**WORK TO BE COMPLETED**: The lines to be copied run from the one containing "of the gate" to the end of the material below; reproduce them exactly, including both ends, and nothing more.

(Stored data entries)
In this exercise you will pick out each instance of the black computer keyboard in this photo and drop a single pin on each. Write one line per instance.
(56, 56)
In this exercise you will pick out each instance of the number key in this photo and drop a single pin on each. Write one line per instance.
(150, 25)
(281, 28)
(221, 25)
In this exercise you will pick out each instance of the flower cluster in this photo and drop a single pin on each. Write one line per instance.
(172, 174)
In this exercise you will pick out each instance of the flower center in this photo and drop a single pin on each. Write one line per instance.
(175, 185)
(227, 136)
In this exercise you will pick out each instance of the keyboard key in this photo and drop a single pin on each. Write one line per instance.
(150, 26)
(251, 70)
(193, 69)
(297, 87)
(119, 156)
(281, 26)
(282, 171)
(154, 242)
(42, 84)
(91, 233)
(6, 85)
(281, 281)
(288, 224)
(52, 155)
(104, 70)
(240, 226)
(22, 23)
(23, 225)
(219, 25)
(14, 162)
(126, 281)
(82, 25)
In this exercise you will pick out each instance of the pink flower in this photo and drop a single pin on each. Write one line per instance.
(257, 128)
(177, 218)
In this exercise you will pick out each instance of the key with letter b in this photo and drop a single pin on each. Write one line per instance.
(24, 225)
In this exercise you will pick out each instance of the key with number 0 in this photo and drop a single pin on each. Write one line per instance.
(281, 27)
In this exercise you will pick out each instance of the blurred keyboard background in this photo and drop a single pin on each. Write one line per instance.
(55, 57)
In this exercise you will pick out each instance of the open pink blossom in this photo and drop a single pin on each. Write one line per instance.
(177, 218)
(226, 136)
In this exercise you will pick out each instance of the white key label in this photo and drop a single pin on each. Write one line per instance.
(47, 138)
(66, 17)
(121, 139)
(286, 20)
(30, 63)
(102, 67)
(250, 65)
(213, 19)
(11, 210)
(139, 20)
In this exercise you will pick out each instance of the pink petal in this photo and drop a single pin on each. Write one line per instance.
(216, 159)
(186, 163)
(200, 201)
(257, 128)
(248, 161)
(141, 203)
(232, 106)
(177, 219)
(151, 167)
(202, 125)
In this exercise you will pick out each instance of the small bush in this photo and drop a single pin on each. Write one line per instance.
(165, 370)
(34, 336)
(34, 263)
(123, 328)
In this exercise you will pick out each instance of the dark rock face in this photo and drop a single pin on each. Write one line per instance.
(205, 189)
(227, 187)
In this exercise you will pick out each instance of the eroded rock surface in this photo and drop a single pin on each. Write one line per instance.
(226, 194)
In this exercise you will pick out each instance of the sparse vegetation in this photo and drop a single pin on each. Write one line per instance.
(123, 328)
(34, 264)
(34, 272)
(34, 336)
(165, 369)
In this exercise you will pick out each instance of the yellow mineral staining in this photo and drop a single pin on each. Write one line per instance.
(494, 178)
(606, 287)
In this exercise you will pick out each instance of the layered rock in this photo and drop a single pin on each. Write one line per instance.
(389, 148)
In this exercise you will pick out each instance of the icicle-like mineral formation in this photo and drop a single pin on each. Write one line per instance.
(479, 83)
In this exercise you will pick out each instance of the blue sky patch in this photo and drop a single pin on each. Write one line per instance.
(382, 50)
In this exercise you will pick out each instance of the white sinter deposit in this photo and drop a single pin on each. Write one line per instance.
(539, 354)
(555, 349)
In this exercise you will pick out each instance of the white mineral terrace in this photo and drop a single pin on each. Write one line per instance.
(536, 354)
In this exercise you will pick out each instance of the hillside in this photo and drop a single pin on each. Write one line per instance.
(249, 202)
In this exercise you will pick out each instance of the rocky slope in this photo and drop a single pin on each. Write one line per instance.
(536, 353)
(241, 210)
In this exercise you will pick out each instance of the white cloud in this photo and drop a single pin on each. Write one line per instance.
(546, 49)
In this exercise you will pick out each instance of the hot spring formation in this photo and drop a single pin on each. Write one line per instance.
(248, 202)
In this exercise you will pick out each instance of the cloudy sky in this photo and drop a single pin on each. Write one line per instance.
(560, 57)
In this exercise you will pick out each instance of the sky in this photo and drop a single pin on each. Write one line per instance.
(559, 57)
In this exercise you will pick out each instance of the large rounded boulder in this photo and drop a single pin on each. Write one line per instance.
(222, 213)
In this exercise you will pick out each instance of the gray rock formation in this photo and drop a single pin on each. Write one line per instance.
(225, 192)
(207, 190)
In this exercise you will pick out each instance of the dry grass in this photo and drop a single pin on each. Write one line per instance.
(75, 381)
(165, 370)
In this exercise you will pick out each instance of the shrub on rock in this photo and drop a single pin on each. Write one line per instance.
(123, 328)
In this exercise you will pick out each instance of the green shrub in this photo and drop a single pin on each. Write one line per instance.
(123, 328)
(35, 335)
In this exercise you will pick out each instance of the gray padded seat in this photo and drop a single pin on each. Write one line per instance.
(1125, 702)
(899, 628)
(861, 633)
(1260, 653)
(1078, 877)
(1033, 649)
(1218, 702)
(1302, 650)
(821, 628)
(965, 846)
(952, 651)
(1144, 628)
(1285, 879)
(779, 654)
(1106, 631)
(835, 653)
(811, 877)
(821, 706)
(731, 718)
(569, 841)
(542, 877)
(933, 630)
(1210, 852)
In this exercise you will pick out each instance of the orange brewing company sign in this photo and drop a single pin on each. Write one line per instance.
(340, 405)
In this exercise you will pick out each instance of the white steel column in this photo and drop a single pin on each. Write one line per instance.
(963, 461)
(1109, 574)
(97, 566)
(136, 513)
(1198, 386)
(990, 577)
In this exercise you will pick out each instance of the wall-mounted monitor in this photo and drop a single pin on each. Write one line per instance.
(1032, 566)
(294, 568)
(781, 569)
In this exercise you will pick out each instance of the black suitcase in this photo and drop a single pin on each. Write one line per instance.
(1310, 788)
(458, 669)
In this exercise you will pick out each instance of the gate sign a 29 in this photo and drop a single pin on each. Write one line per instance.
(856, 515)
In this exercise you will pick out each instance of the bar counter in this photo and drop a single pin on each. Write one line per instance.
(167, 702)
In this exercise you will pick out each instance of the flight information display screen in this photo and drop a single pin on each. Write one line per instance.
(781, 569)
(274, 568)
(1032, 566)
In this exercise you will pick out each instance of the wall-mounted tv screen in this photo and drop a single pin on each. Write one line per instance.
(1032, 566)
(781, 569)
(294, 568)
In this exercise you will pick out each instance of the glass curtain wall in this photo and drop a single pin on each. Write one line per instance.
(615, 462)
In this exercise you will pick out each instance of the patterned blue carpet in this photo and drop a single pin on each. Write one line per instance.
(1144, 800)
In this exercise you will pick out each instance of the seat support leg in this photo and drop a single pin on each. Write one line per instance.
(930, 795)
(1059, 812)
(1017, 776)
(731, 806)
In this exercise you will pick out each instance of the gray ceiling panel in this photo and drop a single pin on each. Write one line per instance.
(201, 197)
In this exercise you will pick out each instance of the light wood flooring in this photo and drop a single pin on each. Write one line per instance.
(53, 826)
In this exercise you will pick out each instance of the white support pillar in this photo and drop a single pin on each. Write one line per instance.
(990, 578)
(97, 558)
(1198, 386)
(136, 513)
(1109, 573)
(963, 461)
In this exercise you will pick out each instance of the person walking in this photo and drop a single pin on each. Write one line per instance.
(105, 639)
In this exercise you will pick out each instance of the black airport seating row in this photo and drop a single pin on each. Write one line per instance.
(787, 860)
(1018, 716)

**WRITTEN SOLUTION**:
In this exercise you will pick out each instance of the gate sign a 29 in this photo and drop a single pin on each. Write one line per instance.
(856, 515)
In this exercise you will pick out each instance of the bar counter in this photo and drop a single pin on each. Write one line per instance.
(167, 702)
In this exercise you will pick out each instance of the flight information display screen in this photo and drop a single pin on each. Write one line per instance.
(781, 569)
(274, 568)
(1032, 566)
In this exercise you will pick out each instance of the wall-mounted tv screen in this photo and drop a single pin on each. Write one line per instance.
(1032, 566)
(781, 569)
(294, 568)
In this exercise you will pick out each instance of the glass curtain wall in this photo and drop a single pin on each. Write one line per instance.
(615, 462)
In this exercise you will pick out each instance of the patterned blue carpet in this photo and drop a single pin on each. Write one line per instance.
(1144, 800)
In this exercise you will pick out each instance of the seat support leg in this photo and drop a single pin on each. Write one line per instance.
(930, 795)
(1059, 812)
(1017, 776)
(731, 806)
In this exercise you will pick out each instance of the gray ceiling panel in this photo and drop a single pin on each. Write one line per instance.
(201, 197)
In this exercise you will pick out each instance of the light wood flooring in this photo and drop a single pin on each. Write one line per instance.
(53, 826)
In this exercise you will pick out each instance of the white support pillar in this photo and drop a single pin on each. Write one line per instance.
(990, 578)
(97, 558)
(1198, 386)
(136, 513)
(1109, 573)
(963, 461)
In this exercise you will pick out each instance of the person walking in this photo and drop a single pin on each. Write one line per instance.
(105, 639)
In this exercise you will pick out each instance of the black airport seating row in this photo and drop a single pin on each. Write one line per instance.
(787, 860)
(1018, 716)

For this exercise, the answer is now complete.